Selected passage:
##############################
Earlier this summer, I read Lisa See’s Snow Flower and the Secret Fan because it will be a Hollywood movie in 2011. See’s current novel is Shanghai Girls, released last year in May.
Snow Flower is probably See’s masterpiece so I was willing to read another See novel, one still too new for us to know its ultimate impact. I caught a glimpse of a review on Amazon.com of Shanghai Girls (SH Girls) that was quite negative in terms that See tried, but failed, to recreate the bond between two women that was so real and convincing in Snow Flower. I got the impression the reviewer thought SH Girls was shallow.
I couldn’t get into the novel at the beginning. It felt horribly lightweight and not altogether believable that such superficial glamour girls and their society existed, even in Shanghai’s heyday between imperialism and Communism. It seemed to me that Lisa See’s modern senses crept into the characters and I felt the anachronism distasteful. However, if you don’t take the details literally, then the Chin girls are a pair of sisters with a saga of good and bad fortune ahead of them. That, on the other hand, is believable. It is entirely all-too-familiar the scenario of beautiful, modern women leaving cosmopolitan Shanghai in the 1930s (or Hong Kong in the 1970s, like my mother) and finding a far different Chinese society and life for them in so-called Gold Mountain (金山), America or Canada.
##############################
Required actions:
1 - Reproduce the stretch of the Shanghai Girls review from "Snow Flower is" through "Girls was shallow.".
2 - Resume the Shanghai Girls review after its final sentence, writing the next part in the same first-person voice.

Position annotation records:
##############################
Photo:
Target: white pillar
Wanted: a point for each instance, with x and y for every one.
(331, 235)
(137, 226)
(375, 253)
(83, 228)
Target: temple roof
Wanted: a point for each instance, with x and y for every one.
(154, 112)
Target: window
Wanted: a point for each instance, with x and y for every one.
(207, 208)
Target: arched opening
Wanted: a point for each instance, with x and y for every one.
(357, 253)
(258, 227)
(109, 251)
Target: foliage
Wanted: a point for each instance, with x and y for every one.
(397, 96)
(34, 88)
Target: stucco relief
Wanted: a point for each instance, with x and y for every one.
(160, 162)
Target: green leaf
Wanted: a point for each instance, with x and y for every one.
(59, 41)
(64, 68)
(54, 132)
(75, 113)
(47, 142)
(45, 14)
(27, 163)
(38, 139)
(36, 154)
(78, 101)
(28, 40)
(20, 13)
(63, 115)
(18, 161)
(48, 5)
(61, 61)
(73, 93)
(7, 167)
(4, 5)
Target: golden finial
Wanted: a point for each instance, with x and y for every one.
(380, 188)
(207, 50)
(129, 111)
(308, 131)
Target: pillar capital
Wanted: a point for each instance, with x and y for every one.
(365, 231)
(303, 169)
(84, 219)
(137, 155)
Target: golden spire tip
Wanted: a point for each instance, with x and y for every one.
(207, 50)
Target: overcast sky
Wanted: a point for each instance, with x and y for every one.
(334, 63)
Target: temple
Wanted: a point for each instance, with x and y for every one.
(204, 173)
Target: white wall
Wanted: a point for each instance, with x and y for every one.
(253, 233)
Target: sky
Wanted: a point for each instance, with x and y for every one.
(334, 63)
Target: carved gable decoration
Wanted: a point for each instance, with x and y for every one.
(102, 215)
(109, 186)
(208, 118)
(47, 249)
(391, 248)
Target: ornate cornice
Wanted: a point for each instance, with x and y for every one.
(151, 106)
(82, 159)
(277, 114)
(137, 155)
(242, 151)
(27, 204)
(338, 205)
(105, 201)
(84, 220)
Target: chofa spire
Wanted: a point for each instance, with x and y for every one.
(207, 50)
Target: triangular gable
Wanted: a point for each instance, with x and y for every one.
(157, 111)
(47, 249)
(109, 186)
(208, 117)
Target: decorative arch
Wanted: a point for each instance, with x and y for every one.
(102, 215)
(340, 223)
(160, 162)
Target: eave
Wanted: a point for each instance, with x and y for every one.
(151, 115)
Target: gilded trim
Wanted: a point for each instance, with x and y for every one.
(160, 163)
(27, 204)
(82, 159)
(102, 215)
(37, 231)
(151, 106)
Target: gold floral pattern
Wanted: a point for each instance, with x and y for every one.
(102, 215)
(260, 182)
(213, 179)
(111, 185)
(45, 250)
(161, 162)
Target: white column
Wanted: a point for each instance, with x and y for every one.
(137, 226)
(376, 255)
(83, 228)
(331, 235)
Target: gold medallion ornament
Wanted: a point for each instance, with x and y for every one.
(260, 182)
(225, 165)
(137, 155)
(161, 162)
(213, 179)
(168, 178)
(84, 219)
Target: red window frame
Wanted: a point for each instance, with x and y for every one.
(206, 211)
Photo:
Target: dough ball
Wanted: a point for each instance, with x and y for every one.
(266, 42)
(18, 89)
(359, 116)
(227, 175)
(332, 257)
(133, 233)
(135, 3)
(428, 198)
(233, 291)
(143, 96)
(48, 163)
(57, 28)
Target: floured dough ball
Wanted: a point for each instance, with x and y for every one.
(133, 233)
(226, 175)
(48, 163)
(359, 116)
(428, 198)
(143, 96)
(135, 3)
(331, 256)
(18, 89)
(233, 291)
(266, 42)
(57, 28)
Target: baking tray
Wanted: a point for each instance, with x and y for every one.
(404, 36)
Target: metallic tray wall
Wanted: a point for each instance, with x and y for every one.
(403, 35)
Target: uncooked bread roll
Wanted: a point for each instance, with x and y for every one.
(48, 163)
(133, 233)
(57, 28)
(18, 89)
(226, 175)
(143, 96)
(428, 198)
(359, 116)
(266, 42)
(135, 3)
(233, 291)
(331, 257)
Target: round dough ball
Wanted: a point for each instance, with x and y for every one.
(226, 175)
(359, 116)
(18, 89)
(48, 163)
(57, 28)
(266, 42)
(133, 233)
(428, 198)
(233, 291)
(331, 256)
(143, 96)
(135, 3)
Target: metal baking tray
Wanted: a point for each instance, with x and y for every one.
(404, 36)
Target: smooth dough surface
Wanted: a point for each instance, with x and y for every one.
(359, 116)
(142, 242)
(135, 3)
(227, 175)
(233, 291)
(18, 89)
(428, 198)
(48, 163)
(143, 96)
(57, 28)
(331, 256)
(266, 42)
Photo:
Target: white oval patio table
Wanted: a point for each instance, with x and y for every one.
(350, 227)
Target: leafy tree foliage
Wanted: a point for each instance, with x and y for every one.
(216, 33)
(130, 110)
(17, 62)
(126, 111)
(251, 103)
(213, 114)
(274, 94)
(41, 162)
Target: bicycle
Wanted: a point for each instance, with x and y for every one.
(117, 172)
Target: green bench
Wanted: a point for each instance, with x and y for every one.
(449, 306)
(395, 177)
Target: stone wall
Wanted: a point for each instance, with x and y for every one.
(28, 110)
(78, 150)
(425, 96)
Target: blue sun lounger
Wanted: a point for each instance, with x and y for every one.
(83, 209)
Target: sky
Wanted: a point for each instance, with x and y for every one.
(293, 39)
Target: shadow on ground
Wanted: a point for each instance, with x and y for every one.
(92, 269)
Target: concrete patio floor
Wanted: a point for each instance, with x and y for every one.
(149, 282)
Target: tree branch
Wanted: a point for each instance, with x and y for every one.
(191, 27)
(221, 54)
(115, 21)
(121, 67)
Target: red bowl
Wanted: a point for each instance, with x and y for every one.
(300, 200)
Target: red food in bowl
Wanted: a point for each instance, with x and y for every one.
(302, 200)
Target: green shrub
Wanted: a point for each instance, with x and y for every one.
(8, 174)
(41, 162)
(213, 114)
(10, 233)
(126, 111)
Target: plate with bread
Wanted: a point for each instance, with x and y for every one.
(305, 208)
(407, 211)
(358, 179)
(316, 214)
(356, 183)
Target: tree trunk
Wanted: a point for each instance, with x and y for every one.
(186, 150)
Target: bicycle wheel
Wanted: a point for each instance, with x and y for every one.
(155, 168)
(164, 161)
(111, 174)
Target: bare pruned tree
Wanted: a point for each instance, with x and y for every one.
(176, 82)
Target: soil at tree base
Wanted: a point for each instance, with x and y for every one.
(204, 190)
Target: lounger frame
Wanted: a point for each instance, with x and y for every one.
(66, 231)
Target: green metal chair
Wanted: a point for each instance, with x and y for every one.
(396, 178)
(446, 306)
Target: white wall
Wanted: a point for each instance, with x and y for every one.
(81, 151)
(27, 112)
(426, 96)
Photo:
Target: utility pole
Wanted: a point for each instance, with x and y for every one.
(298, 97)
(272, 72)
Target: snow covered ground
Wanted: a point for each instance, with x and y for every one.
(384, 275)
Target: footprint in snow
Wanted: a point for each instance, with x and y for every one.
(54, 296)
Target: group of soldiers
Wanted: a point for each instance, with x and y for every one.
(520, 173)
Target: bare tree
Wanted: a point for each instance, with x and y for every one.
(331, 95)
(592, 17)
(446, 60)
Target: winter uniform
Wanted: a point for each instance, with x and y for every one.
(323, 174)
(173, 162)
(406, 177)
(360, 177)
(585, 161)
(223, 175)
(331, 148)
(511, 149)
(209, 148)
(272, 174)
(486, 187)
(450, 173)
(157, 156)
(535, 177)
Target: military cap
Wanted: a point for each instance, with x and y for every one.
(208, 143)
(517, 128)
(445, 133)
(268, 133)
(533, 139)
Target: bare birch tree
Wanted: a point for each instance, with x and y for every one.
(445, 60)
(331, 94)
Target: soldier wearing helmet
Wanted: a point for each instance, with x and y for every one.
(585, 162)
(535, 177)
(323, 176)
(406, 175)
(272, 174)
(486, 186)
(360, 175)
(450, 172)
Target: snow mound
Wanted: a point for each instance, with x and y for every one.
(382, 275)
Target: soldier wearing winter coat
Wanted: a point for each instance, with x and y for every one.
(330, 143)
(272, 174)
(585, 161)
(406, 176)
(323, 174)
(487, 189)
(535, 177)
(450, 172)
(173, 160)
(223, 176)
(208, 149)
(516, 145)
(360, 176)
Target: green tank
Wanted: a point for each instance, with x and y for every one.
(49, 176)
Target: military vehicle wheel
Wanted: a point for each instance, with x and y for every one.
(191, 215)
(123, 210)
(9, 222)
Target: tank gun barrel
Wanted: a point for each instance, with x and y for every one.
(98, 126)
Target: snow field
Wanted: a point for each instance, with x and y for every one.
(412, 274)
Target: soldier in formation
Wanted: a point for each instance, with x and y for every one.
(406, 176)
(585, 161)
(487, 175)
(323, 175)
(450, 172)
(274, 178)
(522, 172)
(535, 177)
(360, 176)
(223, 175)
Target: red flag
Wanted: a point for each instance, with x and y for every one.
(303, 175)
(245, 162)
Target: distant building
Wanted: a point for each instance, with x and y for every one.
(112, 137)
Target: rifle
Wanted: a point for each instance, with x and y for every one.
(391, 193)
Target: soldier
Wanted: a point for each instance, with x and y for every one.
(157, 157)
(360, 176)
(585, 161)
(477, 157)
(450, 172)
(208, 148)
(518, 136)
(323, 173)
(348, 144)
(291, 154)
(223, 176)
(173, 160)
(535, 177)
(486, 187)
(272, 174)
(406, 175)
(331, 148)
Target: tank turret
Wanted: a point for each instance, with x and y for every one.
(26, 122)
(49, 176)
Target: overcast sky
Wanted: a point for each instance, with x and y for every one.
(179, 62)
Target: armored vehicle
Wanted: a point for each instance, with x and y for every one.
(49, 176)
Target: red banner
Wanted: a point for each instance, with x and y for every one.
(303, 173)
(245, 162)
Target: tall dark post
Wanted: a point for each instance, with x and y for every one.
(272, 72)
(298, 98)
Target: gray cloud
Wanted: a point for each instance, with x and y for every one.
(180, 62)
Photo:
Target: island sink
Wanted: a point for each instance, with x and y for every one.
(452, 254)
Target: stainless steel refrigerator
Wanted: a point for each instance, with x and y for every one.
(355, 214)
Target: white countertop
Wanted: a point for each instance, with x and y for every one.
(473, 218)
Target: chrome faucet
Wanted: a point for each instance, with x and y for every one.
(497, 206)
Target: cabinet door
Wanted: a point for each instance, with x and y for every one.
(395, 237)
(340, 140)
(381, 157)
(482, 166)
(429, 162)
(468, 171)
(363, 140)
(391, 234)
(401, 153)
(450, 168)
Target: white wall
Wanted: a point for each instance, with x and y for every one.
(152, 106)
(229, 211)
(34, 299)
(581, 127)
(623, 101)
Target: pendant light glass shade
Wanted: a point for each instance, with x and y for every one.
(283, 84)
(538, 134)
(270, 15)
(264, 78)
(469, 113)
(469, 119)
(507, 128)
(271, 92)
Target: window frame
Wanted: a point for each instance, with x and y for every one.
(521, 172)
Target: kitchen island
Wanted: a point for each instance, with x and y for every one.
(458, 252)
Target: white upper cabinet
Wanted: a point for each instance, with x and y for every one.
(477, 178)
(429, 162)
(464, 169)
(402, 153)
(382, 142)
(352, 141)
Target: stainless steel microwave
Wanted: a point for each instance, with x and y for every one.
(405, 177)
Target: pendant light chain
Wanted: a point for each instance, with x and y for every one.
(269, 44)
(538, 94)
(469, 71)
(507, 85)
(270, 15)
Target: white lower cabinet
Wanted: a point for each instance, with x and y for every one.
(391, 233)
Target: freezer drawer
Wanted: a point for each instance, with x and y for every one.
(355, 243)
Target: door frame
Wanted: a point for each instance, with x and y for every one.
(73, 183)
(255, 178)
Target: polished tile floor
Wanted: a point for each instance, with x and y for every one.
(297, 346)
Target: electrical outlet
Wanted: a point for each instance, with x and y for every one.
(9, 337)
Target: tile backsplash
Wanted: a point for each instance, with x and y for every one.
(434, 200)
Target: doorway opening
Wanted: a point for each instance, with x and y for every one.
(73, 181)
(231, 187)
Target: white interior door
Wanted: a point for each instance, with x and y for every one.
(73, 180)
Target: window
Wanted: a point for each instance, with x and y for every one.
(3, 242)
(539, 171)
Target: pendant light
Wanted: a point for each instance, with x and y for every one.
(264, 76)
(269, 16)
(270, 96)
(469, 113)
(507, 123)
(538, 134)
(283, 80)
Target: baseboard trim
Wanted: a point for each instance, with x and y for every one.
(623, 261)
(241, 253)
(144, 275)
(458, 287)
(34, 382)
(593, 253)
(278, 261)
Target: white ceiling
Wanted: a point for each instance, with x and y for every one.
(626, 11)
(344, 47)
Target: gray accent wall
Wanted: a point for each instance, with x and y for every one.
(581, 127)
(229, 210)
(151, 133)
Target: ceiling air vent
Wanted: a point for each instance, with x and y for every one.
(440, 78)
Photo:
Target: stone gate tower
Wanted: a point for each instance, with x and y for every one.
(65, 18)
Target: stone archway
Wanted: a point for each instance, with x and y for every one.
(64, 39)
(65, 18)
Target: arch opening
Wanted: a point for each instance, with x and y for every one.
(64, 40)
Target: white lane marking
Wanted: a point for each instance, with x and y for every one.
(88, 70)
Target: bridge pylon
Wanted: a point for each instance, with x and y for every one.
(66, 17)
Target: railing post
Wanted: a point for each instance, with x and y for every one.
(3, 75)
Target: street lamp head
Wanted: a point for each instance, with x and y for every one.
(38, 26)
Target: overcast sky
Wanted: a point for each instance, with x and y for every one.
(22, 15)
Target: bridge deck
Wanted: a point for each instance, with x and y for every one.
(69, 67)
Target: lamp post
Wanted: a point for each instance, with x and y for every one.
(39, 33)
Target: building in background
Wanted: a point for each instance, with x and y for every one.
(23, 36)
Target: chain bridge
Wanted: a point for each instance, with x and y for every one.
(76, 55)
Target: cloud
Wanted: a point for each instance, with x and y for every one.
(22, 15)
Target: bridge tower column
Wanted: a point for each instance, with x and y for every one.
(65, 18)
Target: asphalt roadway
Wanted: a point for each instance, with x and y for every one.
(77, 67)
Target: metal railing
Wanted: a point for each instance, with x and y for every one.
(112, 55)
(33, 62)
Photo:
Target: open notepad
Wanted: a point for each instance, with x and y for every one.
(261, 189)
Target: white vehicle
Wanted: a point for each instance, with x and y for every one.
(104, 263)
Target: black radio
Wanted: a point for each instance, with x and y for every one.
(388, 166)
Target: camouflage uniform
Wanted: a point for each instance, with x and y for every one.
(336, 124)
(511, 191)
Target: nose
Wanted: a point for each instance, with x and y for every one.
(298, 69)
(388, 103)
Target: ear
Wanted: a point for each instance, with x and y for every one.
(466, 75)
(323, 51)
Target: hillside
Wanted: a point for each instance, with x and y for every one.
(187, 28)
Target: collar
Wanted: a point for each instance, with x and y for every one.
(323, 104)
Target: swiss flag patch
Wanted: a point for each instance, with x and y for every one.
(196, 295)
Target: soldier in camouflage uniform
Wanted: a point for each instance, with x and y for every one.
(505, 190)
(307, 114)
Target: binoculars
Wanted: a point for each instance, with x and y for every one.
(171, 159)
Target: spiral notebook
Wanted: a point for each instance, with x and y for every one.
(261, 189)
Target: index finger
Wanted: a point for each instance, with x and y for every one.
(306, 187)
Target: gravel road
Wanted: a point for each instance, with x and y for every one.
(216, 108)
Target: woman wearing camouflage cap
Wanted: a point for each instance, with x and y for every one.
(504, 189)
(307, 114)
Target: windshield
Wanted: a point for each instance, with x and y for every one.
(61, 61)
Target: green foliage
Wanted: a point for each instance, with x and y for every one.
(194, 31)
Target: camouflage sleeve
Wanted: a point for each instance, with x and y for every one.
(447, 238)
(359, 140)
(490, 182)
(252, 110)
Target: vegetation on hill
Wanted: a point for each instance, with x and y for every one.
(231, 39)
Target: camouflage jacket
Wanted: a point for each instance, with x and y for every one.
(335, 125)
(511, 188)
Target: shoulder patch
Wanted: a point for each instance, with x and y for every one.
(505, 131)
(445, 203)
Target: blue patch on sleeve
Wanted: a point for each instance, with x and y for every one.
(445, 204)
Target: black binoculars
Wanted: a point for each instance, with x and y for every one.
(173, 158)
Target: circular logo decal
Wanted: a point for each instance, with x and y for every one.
##############################
Set of answers:
1 -
Snow Flower is probably See’s masterpiece so I was willing to read another See novel, one still too new for us to know its ultimate impact. I caught a glimpse of a review on Amazon.com of Shanghai Girls (SH Girls) that was quite negative in terms that See tried, but failed, to recreate the bond between two women that was so real and convincing in Snow Flower. I got the impression the reviewer thought SH Girls was shallow.

2 -
Like in Snow Flower, the narration of SH Girls comes from the point of view of the ugly duckling sister/friend. She narrates her own life pitifully and observes the other’s activities with a tinge of jealousy and a whole lack of empathy. Pearl (the narrator) is the older sister to May and their personalities are handily summed up by Lisa See with their Chinese zodiac signs, Dragon and Sheep, respectively. Pearl thinks she has the toughest breaks but May’s ability to handle her breaks and jump on opportunities seems lost on her. Together, they share a huge (huge) secret. Other important characters, Pearl’s husband Sam and daughter Joy, are also characterized by their zodiac signs, Ox and Tiger, and their relationships to Pearl as a Dragon. Sam is further characterized by the spectacular iron fan of a chest he has; I feel for his character since he’s so obviously under-appreciated, like many a real husband. The story stays gritty, with a lot of detail of the family’s struggles in America, confined to Chinatown, running businesses morning -noon-night, and holding down their identities. The way the family holds together and the dynamics are realistic and complicated while they could easily have been written following stereotypes.
The “twist” occurs when the plot comes to the McCarthyism era of high anti-Communist sentiment. I’d rather not have to read about the back-stabbing and pain piled onto the struggles they faced all their lives. Their secret is blown out of the water, things fall horribly apart, and the sisters who were torn apart, start to mend again because they remember they’ve only got each other.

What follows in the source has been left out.